:: TASK MATERIAL ::

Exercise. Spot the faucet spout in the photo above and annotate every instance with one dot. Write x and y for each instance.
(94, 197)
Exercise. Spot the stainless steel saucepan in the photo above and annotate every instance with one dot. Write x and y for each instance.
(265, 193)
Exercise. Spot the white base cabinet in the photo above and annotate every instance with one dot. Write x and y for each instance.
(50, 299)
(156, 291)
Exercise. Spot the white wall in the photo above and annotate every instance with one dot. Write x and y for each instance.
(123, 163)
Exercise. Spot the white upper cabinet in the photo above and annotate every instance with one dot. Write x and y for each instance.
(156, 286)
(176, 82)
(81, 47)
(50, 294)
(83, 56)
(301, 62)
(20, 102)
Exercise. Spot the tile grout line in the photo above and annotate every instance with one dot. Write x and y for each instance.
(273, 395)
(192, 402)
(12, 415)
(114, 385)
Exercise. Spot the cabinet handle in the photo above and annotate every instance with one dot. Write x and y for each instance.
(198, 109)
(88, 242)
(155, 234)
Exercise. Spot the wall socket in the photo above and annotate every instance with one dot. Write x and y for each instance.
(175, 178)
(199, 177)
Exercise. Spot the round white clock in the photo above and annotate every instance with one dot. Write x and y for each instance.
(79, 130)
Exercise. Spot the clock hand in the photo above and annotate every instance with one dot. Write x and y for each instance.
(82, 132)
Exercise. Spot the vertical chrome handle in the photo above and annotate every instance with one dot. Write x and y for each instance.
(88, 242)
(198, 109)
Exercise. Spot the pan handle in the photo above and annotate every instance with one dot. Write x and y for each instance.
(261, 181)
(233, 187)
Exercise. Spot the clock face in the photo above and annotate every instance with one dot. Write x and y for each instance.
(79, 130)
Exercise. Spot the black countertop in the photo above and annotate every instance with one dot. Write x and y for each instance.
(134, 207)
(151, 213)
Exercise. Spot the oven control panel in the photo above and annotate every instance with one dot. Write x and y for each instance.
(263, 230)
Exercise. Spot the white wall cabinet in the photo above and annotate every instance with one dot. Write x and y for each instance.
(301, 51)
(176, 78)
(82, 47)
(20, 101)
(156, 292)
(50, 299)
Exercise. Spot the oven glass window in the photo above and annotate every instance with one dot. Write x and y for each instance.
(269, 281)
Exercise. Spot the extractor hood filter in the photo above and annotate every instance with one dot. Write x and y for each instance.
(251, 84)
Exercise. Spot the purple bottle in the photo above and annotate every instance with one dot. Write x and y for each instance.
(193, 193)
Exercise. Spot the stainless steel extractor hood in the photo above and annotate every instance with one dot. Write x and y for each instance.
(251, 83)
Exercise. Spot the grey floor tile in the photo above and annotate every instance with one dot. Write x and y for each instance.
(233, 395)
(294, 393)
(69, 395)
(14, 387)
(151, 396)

:::

§ **INSTRUCTIONS FOR THE TASK**
Return all of the material above line for line, with each line unchanged and in its original order.

§ **REPLY**
Exercise. Spot the faucet spout in the photo above and annotate every instance with one dot. Write x and y for each instance.
(94, 197)
Exercise. Spot the stainless steel saucepan in the photo above and annotate every instance with one dot. Write x and y for each instance.
(265, 193)
Exercise. Spot the white base cabinet in the photo above and annotate every instance with one dot. Write x and y for each instance.
(50, 299)
(156, 291)
Exercise. Spot the white wall in the photo above and annotate every instance with one dot. Write x and y for each instance.
(123, 163)
Exercise. Spot the white upper cabinet in the photo above and annotate every instance with one dot. Write x and y for each instance.
(156, 286)
(176, 82)
(81, 47)
(50, 294)
(83, 56)
(301, 62)
(20, 102)
Exercise. Spot the tile grout line in the photo above and annotate every instance with one dot. Write x and y for each instance.
(273, 395)
(192, 402)
(12, 415)
(114, 385)
Exercise. Spot the cabinet handle in the photo above and annotate every instance with one dot. Write x and y for each instance.
(198, 109)
(88, 242)
(155, 234)
Exercise. Spot the wall socket in the photo above and annotate every instance with one dot. Write x and y for each instance.
(175, 178)
(199, 177)
Exercise. Spot the round white clock in the photo above and annotate every instance with one dot. Write x and y for each instance.
(79, 130)
Exercise. Spot the clock hand in the photo above and annotate every instance with one dot. Write x and y for each instance.
(82, 132)
Exercise. Spot the vertical chrome handle in the photo above and annotate every instance with one dot. Write x and y for each instance.
(88, 242)
(198, 109)
Exercise. Spot the pan handle in the photo above and annotate every instance with one dot. Write x and y for each instance.
(261, 181)
(233, 187)
Exercise. Spot the clock face in the photo above and annotate every instance with one dot. Write x and y for each instance.
(79, 130)
Exercise. Spot the black countertop in the photo above and annotate every instance with one dot. Write x and y for each instance.
(134, 207)
(151, 213)
Exercise. Spot the oven control panel in the photo above and annotate every instance with one dot. Write x and y for each instance.
(263, 230)
Exercise. Spot the white wall cabinet in the photo above and annotate every instance with one dot. Write x and y for each instance.
(301, 51)
(176, 78)
(82, 47)
(20, 101)
(156, 292)
(50, 299)
Exercise. Spot the oven glass window in the photo above and annotate every instance with one dot. Write x and y for each instance.
(269, 281)
Exercise. Spot the extractor hood filter in the photo above and annotate every instance with one dot. Write x and y for each instance.
(251, 84)
Exercise. Spot the purple bottle in the photo above and annotate every instance with one dot. Write x and y for each instance.
(193, 193)
Exercise. Spot the stainless steel extractor hood in the photo above and annotate every instance with one dot. Write x and y for each instance.
(251, 83)
Exercise. Spot the grey floor tile in the photo above and annotate every instance with one dot. Write x and y for each instance.
(233, 395)
(294, 393)
(69, 395)
(14, 387)
(151, 396)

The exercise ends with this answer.